▶ [Task instructions] Can you write out, word for word, the stretch of the essay on the body below from "When I was young" through "on a slide."?

▶ [Text]
☆ ☆ ☆ ☆ ☆ ☆ ☆

- "The body is a great intelligence, a multiplicity with one sense, a war and a peace, a herd and a herdsman." The moustachioed German.
When I was young my body did exactly what I planned. Running, jumping, climbing, fighting. I play-fought with my Dad and he landed on top of me, my left arm in searing pain. It wouldn't desist and he took me to hospital, my bone being fractured. My first experience that the body could be damaged. The first of many.
A couple of years later I fractured the other, at the collar-bone, leaping from my Grandmother's 'coal-bunker', with my own TV-action show copied role, which was of course highly unproffessional. Again the same constant, persistant pain. Again a sling, x-rays, hospital; scarey places. The smell almost overbearing, the demeanour of the people who analysed me, like that of a scientist, with a dead fly on a slide.

☆ ☆ ☆ ☆ ☆ ☆ ☆

▶ [Provided records]
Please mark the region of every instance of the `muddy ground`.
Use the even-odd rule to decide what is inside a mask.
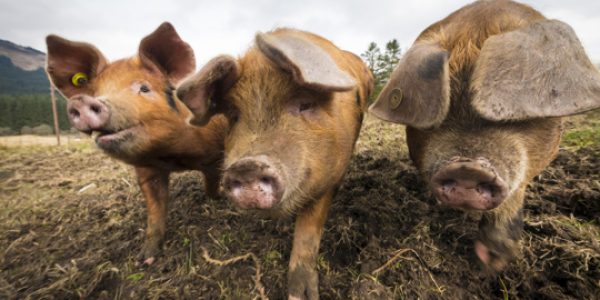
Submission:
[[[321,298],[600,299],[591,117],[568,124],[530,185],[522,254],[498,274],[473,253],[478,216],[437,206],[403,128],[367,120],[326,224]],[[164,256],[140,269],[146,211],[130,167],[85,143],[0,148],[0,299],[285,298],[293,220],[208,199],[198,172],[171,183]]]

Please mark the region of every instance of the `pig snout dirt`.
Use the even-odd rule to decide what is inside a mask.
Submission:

☆ ☆ ☆ ☆ ☆ ☆ ☆

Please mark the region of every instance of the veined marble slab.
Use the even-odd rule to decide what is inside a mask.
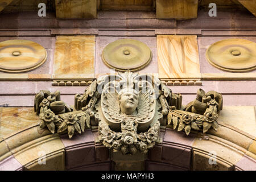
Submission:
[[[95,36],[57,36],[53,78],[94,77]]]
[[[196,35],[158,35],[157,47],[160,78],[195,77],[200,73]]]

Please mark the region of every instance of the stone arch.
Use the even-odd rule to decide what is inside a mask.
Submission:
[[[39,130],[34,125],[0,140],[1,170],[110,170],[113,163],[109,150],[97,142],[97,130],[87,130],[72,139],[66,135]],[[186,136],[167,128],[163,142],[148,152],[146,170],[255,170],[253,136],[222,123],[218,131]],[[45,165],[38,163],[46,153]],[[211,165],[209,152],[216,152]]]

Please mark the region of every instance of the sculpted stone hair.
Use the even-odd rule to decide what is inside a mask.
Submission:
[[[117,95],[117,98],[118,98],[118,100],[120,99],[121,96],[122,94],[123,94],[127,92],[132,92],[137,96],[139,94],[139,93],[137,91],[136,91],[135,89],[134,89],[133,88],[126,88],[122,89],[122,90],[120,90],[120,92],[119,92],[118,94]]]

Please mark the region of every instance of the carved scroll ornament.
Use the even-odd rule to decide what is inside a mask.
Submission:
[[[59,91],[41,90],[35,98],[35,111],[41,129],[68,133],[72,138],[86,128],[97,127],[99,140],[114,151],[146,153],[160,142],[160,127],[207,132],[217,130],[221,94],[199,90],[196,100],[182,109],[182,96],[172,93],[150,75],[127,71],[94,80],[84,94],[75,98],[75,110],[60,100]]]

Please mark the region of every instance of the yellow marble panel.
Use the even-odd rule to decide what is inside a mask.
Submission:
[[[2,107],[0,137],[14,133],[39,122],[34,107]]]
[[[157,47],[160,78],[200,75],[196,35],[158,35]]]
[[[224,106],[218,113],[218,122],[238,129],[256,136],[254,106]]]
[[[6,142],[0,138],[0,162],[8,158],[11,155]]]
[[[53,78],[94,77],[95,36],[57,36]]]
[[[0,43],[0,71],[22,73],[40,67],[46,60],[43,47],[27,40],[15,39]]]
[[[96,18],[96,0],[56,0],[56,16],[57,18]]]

☆ ☆ ☆ ☆ ☆ ☆ ☆

▶ [Problem solution]
When I was young my body did exactly what I planned. Running, jumping, climbing, fighting. I play-fought with my Dad and he landed on top of me, my left arm in searing pain. It wouldn't desist and he took me to hospital, my bone being fractured. My first experience that the body could be damaged. The first of many.
A couple of years later I fractured the other, at the collar-bone, leaping from my Grandmother's 'coal-bunker', with my own TV-action show copied role, which was of course highly unproffessional. Again the same constant, persistant pain. Again a sling, x-rays, hospital; scarey places. The smell almost overbearing, the demeanour of the people who analysed me, like that of a scientist, with a dead fly on a slide.